• **Jobs**
1. Answer these questions from the Rwanda documentary text:
(a) How many bodies were found in Kicukiro suburb on the day described?
(b) For how long had the neighbor not seen the T-shirt?
(c) In which part of Rwanda is Gikongoro?
2. In the Rwanda documentary text, find the part that opens with the words containing "It’s Saturday afternoon" and closes with "anyone is recognisable.". Give that part again with "vegetable patch" switched to "garden plot".
3. Where the Rwanda documentary transcript stops, what comes next? Pick it up and continue it.

··· Text ···

RWANDA – HEALING LAND
August 2002 – 25 mins

It’s Saturday afternoon in KIGALI, the end of June, 2002. As it’s virtually on the equator, winter never really comes to the capital of Rwanda.

KICUKIRO SUBURB, KIGALI, SATURDAY 22 JUNE 2002
But a chill has set in around the southern suburbs…while preparing the soil for a new vegetable patch this morning, this woman dug up some bones. Neighbours came to see…it turned out to be the remains of almost an entire family dumped together down a pit toilet. A T-shirt stuck to the remains of a child, tells the story…it belonged to the neighbour’s daughter…he hasn’t seen it in 8 years. 30 bodies have been found just today. A representative for families still searching for long-lost loved ones comes to see if anyone is recognisable.

UPS GUIDE: This is Herman’s family…this man’s arms were bound at his back …they were thrown down pit toilets
UPS JUSTIN: That’s too much…unbearable…
For eight years Rwandans have been counting the cost of their 1994 holocaust. In a hundred days a million people were killed by their government, their neighbours and friends…But the Rwandans who’ve remained behind now want to live life differently.

THE HEALING LAND

PRISONERS MEETING, GIKONGORO, SOUTH-WESTERN RWANDA
UPS EMMANUEL: My name is Emmanuel NYIRIMBUGA. The day after President Habyarimana’s jet was shot down, I woke up to go to work. On the way there, I met a policeman who asked me WHERE ARE YOU GOING? I told him I was going to work. He said: TO WORK?? WHEN HABYARIMANA HAS DIED?

··· Information given ···

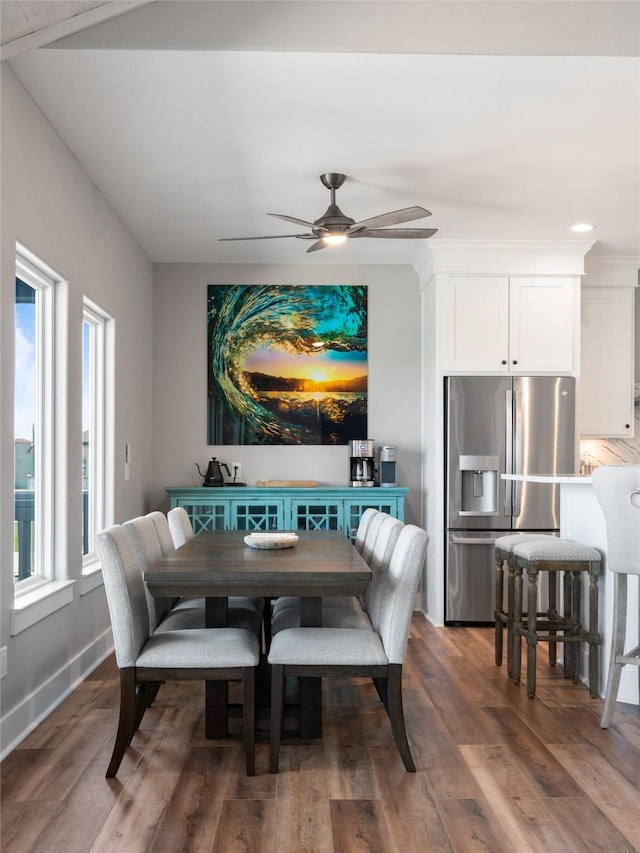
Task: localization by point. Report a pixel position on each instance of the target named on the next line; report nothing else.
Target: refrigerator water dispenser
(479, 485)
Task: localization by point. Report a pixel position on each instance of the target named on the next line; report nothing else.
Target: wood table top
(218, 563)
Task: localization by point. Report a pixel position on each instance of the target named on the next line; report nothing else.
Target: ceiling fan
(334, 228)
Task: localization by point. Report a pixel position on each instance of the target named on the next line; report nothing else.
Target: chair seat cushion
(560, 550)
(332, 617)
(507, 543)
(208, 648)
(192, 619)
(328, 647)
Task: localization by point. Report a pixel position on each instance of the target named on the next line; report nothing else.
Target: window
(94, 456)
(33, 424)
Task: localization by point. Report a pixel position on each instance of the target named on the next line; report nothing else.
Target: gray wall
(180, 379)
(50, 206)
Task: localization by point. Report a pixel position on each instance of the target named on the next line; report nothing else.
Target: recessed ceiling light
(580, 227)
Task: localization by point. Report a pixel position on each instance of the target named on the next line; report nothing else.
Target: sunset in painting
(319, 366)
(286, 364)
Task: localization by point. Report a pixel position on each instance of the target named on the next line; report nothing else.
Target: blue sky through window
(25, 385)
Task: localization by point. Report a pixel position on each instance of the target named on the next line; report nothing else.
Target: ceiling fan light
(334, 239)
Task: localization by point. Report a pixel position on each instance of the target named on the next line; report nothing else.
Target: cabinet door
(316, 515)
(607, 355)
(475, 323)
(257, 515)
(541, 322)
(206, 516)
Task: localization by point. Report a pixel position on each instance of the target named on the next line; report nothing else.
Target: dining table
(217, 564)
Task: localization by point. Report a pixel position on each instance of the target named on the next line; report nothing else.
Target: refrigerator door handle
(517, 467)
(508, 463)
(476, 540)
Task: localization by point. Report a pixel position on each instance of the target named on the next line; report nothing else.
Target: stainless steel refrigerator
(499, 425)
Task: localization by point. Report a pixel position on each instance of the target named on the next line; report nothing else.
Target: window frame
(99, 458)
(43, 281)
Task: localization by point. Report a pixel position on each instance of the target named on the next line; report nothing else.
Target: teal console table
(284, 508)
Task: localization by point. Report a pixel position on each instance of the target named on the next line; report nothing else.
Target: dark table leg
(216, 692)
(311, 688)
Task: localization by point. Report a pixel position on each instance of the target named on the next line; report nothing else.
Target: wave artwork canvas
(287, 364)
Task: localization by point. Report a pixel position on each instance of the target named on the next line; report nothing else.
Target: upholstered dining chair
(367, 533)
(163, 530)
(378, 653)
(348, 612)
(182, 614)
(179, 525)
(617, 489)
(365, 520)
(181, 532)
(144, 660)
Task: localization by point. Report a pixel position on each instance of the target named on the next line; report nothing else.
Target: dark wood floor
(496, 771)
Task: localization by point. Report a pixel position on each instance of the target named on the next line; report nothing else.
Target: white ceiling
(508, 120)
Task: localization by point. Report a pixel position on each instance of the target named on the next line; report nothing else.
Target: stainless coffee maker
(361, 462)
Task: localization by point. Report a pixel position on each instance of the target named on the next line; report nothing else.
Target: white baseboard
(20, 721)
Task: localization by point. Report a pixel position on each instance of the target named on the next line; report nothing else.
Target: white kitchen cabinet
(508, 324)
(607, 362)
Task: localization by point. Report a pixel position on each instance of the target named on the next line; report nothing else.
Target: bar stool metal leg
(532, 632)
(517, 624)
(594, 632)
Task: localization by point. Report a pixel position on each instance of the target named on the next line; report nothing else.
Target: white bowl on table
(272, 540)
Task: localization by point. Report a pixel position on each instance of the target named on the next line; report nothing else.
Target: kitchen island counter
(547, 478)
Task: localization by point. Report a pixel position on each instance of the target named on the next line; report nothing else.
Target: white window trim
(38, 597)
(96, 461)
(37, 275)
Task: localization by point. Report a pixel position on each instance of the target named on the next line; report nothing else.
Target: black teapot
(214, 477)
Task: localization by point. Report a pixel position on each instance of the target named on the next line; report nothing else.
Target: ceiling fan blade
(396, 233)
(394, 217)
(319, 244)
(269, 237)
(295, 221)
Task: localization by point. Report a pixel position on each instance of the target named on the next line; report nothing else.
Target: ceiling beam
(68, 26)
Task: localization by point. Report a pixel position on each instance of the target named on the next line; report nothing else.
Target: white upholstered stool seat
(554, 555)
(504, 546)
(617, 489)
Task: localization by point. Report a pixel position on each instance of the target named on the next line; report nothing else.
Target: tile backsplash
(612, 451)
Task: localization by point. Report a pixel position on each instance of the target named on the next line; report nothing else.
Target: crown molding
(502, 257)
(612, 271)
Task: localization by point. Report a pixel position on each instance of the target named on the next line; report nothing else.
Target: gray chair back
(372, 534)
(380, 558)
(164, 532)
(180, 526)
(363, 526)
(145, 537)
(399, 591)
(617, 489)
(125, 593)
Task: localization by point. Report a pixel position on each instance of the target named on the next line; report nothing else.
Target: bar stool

···

• **Results for each task**
1.
(a) 30
(b) 8 years
(c) South-western Rwanda

2.
It’s Saturday afternoon in KIGALI, the end of June, 2002. As it’s virtually on the equator, winter never really comes to the capital of Rwanda.

KICUKIRO SUBURB, KIGALI, SATURDAY 22 JUNE 2002
But a chill has set in around the southern suburbs…while preparing the soil for a new garden plot this morning, this woman dug up some bones. Neighbours came to see…it turned out to be the remains of almost an entire family dumped together down a pit toilet. A T-shirt stuck to the remains of a child, tells the story…it belonged to the neighbour’s daughter…he hasn’t seen it in 8 years. 30 bodies have been found just today. A representative for families still searching for long-lost loved ones comes to see if anyone is recognisable.

3.
Like most men in RWANDA’s prisons, on the morning of 7 April 1994, Emmanuel was told to abandon his own plans, suspend his life…and go and join a war. Tutsis had killed the president, or so the villagers were told by the Hutu government. It was time for every HUTU to go and kill TUTSIS, so that all Rwanda’s problems of poverty, land hunger and conflict would be solved.

MURAMBI GENOCIDE MEMORIAL, GIKONGORO, SOUTH WEST RWANDA
Emmanuel’s job for the first two weeks of the genocide would be to man a roadblock near the new technical college MURAMBI. He was instructed to direct fleeing Tutsis to the unfinished college buildings and tell them they could hide there.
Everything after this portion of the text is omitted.